SUPPLIED PASSAGE
---
I was just trying to do something nice.
For our Fall Member Drive that began last week, I wanted to bring in some kind of baked good to support the people on air. (Hosting Member Drive is a lot of work.)
Because it was National School Lunch Week, and I’m the Senior Editor for Education, I thought of something that fit that occasion as well: A baked good that met federal and state nutrition guidelines.
And in Los Angeles, frankly, there is one school-based baked good that reigns supreme: The coffee cake.
@laistofficial ☕️ 🍰We made LAUSD’s famous coffee cake… but was it worth it? If you're a former LAUSD student: Do you remember this cake? Let us know! Also, tell us if you want the recipe in the comments 😉 #LAUSD #Baking #CoffeeCake #Coffee #Cake #LosAngeles #cooking #bake #socal ♬ original sound - LAist
I, along with my colleague, LAist Engagement producer Adriana Pera, made this first coffee cake healthy … well, healthier. Avocado oil instead of vegetable oil. Apple sauce in place of some of that avocado oil. Whole wheat flour in place of some all-purpose flour. It also had milk powder, which has protein. Sweet, and strengthening? I think you'll agree: Coffee cake, a new superfood.
The outpouring of interest from readers and listeners, and the reminiscence over this coffee cake, lifted the soul. I have loved seeing the shared recollection. They say smell is the sense most strongly connected to memory, and this coffee cake sure smelled good.
And it had better smell good: A lot of labor went into it. Adriana and I spent hours in the kitchen, measuring cinnamon and nutmeg to exact standards. We even used a food scale! (Well, we talked about it, but I didn't remember where I'd placed mine.)
All this work, for my dear sweet colleagues. We delivered it to the office, in a state of triumph as they went into overdrive for this year's Fall Member Drive.
And then the subtle hints started dropping (they were not subtle): How does this compare to the original recipe? The one with all the bad-for-you stuff? "GIVE US THE OIL, CAKE MAN," they demanded. (But like in a pleasant, public media kind of way.)
---
EXPLORE THE MATERIAL
**A)** Please retype the coffee cake text from "The outpouring of" down to "Fall Member Drive.".
**B)** In the coffee cake text, what oil replaced the vegetable oil in the first cake?

DATA LISTING
---
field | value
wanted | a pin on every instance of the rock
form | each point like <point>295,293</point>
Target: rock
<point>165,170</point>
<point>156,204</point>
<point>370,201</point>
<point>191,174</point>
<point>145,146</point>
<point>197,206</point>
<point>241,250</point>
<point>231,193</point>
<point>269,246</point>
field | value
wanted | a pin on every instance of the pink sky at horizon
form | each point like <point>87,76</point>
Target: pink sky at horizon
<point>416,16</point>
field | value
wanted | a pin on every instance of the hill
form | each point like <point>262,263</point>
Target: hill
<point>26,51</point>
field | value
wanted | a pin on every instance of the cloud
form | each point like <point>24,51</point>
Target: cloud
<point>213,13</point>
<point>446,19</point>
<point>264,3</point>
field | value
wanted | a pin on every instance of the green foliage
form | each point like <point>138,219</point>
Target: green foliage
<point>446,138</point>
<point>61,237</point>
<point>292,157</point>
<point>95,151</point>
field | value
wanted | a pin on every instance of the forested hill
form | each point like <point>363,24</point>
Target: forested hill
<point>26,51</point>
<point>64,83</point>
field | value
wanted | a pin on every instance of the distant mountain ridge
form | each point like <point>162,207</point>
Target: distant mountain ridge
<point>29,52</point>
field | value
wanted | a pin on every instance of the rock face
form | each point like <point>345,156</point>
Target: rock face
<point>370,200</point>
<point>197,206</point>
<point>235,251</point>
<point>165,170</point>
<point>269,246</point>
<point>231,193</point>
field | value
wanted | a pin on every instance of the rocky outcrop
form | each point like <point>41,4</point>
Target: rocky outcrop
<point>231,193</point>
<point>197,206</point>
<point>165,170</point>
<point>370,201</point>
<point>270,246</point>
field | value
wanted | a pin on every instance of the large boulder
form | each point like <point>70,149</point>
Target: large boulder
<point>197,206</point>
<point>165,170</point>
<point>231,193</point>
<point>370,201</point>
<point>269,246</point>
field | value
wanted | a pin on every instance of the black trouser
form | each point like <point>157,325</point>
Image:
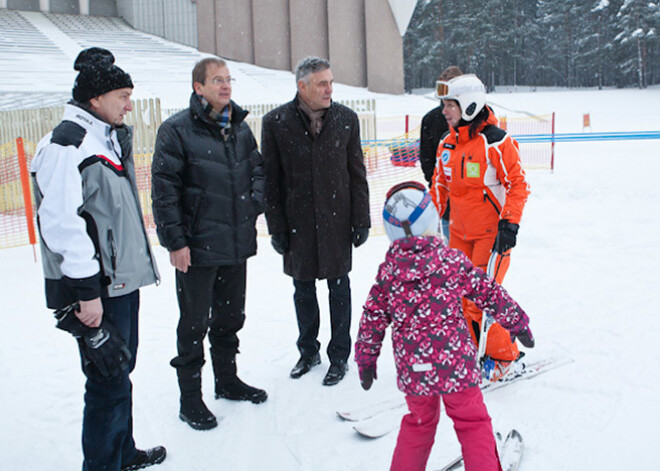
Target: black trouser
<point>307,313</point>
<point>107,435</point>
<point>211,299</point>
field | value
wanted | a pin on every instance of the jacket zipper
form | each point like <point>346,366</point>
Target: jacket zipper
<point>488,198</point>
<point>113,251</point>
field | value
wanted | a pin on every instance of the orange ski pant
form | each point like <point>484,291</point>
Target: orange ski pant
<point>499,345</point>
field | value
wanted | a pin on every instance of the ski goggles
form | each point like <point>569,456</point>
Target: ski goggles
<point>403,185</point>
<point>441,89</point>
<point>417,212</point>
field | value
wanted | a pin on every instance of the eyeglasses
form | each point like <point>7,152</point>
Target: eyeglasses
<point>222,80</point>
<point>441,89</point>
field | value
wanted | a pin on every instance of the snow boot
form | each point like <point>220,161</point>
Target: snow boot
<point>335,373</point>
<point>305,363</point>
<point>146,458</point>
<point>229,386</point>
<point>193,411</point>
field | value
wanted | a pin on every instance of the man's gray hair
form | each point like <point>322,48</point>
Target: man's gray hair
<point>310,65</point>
---
TASK-BY-TASK ANSWERS
**A)**
The outpouring of interest from readers and listeners, and the reminiscence over this coffee cake, lifted the soul. I have loved seeing the shared recollection. They say smell is the sense most strongly connected to memory, and this coffee cake sure smelled good.
And it had better smell good: A lot of labor went into it. Adriana and I spent hours in the kitchen, measuring cinnamon and nutmeg to exact standards. We even used a food scale! (Well, we talked about it, but I didn't remember where I'd placed mine.)
All this work, for my dear sweet colleagues. We delivered it to the office, in a state of triumph as they went into overdrive for this year's Fall Member Drive.

**B)** Avocado oil.